-------- PROVIDED MATERIAL --------

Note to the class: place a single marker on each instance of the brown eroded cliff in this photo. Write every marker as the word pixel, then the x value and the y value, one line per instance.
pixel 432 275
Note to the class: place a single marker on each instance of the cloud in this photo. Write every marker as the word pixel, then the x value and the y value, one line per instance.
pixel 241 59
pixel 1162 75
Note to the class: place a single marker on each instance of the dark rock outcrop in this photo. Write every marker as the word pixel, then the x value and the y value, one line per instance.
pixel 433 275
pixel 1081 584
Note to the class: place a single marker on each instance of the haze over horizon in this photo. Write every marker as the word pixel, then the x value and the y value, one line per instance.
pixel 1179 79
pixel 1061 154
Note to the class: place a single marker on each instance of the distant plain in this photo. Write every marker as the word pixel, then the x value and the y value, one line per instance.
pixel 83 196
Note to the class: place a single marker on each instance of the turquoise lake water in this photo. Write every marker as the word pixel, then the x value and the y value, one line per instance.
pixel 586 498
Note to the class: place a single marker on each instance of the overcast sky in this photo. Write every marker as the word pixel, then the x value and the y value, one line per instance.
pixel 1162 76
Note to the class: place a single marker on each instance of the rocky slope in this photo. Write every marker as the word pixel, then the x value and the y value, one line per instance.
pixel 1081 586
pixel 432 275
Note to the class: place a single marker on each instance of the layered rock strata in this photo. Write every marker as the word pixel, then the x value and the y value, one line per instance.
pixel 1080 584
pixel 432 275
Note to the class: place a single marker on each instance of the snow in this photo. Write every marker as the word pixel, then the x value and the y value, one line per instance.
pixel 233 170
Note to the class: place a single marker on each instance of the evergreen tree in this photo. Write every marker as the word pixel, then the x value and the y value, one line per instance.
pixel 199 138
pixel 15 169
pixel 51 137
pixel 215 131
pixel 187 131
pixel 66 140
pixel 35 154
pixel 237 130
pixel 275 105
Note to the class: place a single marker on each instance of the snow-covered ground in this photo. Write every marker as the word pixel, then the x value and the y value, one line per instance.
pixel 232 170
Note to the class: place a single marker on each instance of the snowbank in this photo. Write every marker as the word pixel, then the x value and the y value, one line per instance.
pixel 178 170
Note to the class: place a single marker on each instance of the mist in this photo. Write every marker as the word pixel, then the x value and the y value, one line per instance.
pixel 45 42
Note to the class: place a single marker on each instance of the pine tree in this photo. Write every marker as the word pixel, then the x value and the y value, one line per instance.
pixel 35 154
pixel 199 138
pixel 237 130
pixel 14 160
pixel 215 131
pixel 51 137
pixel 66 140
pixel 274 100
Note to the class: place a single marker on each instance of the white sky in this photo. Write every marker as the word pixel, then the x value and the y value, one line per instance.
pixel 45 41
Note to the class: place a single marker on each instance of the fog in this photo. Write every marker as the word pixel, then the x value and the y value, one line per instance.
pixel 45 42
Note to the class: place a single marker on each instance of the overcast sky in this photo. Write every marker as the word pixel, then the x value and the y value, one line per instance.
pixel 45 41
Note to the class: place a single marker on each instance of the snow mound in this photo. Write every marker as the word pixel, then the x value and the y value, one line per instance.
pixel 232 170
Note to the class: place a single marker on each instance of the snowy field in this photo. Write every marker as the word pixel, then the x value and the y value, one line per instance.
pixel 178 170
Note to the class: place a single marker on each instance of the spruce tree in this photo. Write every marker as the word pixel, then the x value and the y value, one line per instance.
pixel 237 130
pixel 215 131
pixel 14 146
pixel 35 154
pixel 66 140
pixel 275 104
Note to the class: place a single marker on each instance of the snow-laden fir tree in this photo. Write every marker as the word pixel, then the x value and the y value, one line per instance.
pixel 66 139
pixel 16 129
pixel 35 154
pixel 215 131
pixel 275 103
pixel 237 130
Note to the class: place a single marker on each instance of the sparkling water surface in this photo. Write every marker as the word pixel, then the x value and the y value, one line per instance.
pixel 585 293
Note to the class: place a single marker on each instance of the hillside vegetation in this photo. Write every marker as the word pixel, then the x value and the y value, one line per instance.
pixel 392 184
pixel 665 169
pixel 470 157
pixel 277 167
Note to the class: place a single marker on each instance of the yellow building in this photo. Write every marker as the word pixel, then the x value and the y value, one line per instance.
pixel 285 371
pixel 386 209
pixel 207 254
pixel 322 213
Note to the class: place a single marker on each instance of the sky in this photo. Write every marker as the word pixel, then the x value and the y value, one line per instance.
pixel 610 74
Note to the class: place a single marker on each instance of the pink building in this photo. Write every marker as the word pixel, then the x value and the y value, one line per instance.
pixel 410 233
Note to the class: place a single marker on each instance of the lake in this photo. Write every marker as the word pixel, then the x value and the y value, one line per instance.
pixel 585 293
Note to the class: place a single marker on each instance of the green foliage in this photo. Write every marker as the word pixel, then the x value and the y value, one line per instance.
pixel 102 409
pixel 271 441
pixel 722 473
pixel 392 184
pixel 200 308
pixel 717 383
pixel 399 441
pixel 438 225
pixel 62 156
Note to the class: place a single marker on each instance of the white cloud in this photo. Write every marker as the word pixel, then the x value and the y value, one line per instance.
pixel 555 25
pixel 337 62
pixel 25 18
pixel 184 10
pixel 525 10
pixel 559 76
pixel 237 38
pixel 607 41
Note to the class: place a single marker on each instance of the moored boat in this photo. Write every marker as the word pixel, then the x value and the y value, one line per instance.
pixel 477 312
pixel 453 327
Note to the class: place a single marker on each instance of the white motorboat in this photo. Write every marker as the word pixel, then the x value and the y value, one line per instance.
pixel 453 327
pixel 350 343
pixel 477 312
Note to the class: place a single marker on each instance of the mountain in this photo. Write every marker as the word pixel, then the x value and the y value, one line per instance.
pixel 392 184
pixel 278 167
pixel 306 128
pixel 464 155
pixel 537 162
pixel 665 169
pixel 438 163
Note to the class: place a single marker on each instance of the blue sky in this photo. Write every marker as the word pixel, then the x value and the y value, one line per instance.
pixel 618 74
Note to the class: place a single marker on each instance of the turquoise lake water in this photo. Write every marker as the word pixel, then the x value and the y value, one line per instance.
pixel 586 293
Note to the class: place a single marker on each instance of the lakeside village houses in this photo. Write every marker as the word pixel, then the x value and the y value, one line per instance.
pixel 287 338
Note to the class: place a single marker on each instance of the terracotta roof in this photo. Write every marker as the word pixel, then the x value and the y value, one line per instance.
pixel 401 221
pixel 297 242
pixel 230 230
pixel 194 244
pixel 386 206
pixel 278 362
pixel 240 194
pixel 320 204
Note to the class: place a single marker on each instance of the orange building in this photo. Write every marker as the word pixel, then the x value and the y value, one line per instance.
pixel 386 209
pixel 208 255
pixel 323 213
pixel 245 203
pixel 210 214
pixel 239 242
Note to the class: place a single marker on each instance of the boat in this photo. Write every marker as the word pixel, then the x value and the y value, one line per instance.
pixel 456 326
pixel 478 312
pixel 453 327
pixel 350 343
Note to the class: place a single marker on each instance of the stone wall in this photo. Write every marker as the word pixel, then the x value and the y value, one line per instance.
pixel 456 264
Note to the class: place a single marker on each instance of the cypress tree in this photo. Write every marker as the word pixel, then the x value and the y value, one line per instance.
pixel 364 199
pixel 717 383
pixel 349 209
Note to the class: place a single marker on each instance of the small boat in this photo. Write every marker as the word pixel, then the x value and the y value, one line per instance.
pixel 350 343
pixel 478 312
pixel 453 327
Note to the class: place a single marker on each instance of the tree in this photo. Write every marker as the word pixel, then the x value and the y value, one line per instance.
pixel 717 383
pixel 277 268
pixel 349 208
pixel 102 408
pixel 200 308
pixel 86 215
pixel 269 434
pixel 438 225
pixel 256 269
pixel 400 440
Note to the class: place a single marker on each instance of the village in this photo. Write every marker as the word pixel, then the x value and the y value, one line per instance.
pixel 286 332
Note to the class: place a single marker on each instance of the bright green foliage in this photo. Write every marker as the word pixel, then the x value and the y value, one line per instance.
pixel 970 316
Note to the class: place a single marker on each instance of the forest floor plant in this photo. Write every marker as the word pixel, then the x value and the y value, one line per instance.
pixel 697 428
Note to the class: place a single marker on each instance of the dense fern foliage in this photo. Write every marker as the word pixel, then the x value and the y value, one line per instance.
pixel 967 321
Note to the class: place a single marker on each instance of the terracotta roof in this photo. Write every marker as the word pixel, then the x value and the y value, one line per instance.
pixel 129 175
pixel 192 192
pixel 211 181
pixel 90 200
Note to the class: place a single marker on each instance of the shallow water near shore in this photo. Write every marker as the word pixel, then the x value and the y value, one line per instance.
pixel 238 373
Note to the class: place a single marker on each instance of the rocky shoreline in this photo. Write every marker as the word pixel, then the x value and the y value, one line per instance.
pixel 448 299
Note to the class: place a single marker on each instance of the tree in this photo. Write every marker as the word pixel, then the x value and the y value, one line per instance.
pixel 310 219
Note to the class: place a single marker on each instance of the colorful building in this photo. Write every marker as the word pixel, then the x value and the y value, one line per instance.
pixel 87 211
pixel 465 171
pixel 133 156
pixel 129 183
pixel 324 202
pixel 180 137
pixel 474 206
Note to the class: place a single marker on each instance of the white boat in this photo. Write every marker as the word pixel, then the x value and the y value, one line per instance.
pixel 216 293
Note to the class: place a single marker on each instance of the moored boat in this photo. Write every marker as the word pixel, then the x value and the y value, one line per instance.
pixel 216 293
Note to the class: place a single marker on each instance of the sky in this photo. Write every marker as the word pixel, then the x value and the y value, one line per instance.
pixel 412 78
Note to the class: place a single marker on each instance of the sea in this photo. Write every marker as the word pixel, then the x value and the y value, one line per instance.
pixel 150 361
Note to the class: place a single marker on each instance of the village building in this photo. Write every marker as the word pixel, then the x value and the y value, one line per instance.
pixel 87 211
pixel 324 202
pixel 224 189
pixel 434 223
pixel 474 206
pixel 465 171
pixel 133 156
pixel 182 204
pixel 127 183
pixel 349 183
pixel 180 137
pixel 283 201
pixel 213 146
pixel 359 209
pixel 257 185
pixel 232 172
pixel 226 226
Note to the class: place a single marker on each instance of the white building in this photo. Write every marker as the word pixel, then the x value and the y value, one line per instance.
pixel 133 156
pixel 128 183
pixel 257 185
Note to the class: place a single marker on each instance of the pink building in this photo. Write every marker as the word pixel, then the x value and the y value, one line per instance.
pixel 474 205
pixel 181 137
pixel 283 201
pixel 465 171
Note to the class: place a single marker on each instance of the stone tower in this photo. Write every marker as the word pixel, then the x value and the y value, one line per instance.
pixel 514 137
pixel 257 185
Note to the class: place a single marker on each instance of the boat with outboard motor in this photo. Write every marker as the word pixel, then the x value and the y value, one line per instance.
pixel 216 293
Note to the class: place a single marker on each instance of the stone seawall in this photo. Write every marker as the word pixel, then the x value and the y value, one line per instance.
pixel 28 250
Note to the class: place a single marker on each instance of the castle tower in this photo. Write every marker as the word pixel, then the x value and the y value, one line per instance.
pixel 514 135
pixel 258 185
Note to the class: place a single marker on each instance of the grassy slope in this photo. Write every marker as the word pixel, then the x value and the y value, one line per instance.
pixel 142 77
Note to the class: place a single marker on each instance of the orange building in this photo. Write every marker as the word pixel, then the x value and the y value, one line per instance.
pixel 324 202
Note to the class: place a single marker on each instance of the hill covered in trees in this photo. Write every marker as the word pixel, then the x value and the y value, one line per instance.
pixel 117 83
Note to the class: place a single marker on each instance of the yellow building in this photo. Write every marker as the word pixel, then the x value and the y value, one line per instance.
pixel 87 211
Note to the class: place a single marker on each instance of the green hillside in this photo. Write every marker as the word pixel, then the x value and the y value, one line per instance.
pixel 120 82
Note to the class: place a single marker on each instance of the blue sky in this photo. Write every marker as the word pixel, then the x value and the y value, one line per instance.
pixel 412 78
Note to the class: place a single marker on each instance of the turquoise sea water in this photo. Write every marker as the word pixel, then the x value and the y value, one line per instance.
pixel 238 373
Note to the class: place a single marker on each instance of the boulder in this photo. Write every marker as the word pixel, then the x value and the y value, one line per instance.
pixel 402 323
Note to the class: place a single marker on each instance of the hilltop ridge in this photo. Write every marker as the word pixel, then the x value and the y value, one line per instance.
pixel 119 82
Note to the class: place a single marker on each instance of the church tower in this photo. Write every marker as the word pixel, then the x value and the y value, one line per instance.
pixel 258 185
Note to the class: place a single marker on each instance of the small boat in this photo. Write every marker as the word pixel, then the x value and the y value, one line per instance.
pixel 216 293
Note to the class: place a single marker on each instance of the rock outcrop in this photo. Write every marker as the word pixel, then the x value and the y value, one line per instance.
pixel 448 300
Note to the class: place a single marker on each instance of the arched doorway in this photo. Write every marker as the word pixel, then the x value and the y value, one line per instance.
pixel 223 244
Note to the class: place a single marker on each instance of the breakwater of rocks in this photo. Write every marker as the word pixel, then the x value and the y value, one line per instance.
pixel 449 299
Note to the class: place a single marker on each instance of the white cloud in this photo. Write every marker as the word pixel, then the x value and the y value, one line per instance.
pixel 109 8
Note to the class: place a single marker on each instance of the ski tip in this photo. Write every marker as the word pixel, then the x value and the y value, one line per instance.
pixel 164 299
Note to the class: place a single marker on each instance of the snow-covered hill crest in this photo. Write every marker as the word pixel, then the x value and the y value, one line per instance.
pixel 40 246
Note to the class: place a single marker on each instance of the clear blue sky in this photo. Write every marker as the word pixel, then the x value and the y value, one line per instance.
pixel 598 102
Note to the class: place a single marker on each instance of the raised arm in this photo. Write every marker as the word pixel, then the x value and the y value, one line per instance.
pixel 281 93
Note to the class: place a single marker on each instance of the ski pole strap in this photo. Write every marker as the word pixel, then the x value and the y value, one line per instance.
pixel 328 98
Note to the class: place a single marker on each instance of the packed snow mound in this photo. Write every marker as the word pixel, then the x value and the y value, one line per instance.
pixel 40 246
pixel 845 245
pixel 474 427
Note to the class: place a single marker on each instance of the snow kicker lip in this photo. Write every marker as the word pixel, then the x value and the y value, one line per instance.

--------

▶ [WHAT IS EXPECTED]: Copy only the stretch running from the line containing "of the clear" to the final line of the entries, both ends included, exactly as it stands.

▶ [WRITTEN SOLUTION]:
Note to the class: place a single marker on each instance of the clear blue sky in this photo. Write every marker as the word pixel, then the x value and the y value, one line per instance.
pixel 598 102
Note to the class: place a single marker on each instance of the raised arm in this photo. Write every marker as the word pixel, then the x value and the y value, one line per instance.
pixel 281 93
Note to the class: place a single marker on each instance of the ski pole strap in this photo. Write every marker as the word pixel, then the x value and the y value, one line per instance.
pixel 328 98
Note to the class: place a single marker on each instance of the packed snow mound in this photo. Write every marker as the word pixel, then the x value and the y value, one line per instance.
pixel 40 246
pixel 845 245
pixel 474 427
Note to the class: place a single marker on each instance of the snow kicker lip in this photo. Write every marker as the word pixel, then the x value and the y value, one line per instance.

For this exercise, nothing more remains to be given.